## Source extract:
- - - - - - -

HEALY, Michael SR 1826-1910
HEALY, MURPHY, JOYCE, VAUGHAN
Posted By: Mark KERNAN (email)
Date: 3/6/2004 at 18:20:53
Allamakee Journal June 15, 1910
Lansing and Waukon, Iowa
M. HEALY, SR., ANSWERS ROLL CALL
Ft. Dodge Daily Chronical, June 3With the advent of the midnight hour, and lacking but two days of being the second anniversay of the death of his beloved wife, who had shared the battle of his life for more than fifty years, the life lamp of Michael Healy flickered out and his soul passed out into eternity. For the past couple of weeks he had been in failing health and it was realized the end was near, death being due to old age and complications.
Michael Healy first saw the light of day in the parish of Donoughmore, county Cork, Ireland, on April 17, 1826, and was therefore a little over eighty-four years of age at the time of his death. In 1846, with the nearing of his majority, he emigrated to America, settling in Boston, where he made his home for a time.

- - - - - - -

## Dataset records:
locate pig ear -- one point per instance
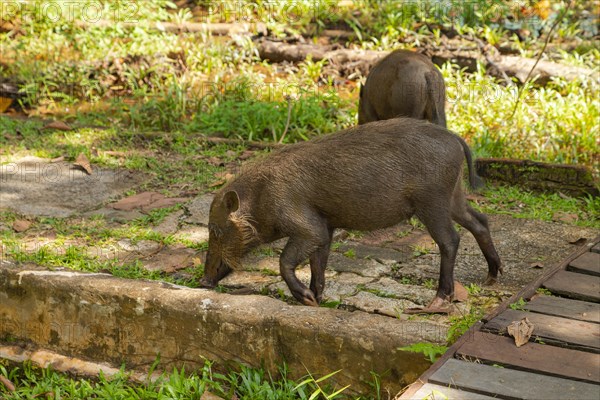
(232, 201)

- - - - - - -

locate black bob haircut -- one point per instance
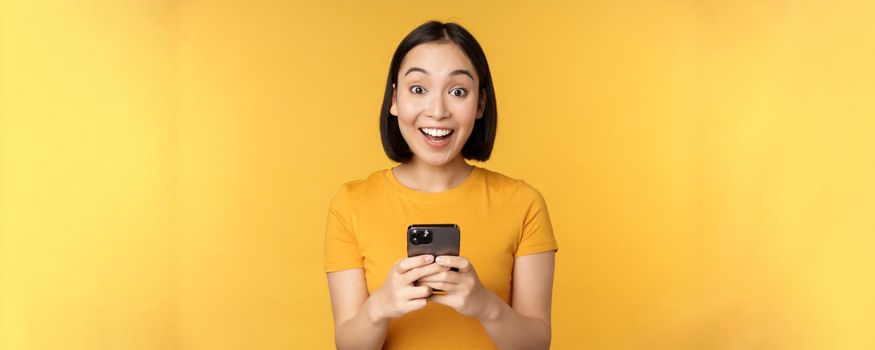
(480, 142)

- - - - - - -

## Your tasks:
A) Please output the part of the Michael Healy obituary from "Date: 3/6/2004 at" up to and including "age and complications.", copied character for character.
B) Pick up the Michael Healy obituary after its final sentence and carry the account forward.

## Answers to the exercise:
A)
Date: 3/6/2004 at 18:20:53
Allamakee Journal June 15, 1910
Lansing and Waukon, Iowa
M. HEALY, SR., ANSWERS ROLL CALL
Ft. Dodge Daily Chronical, June 3With the advent of the midnight hour, and lacking but two days of being the second anniversay of the death of his beloved wife, who had shared the battle of his life for more than fifty years, the life lamp of Michael Healy flickered out and his soul passed out into eternity. For the past couple of weeks he had been in failing health and it was realized the end was near, death being due to old age and complications.

B)
January 1, 1850, he enlisted in the United States regular army and served for a period of five years in Texas, Louisiana and the southwest, and in recognition of his faithful service for his adopted country he was during recent years made an honorary member of Fort Donelson Post. No. 236, Grand Army of the Republic.
March 4, 1856 Michael Healy and Miss Katherine Murphy were joined in the holy bonds of matrimony, and to them it was given the privelege of walking side by side through life for a period of fifty-three years, when the esteemed wife was summoned to her reward, passing away on June 5, 1908. The same year of their marriage Mr. Healy settled in Allamakee county, Iowa, whe for a period of eight years he followed farming. He was aman held in high esteem by his neighbors and in recognition of that esteem he was elected county treasurer in 1862, serving for four years. Later he removed to Lansing, Iowa, wherehe engaged in law and the real estate business until 1882 when with his family he removed to Fort Dodge, and where he made his home for the remainder of the days which were alloted to him.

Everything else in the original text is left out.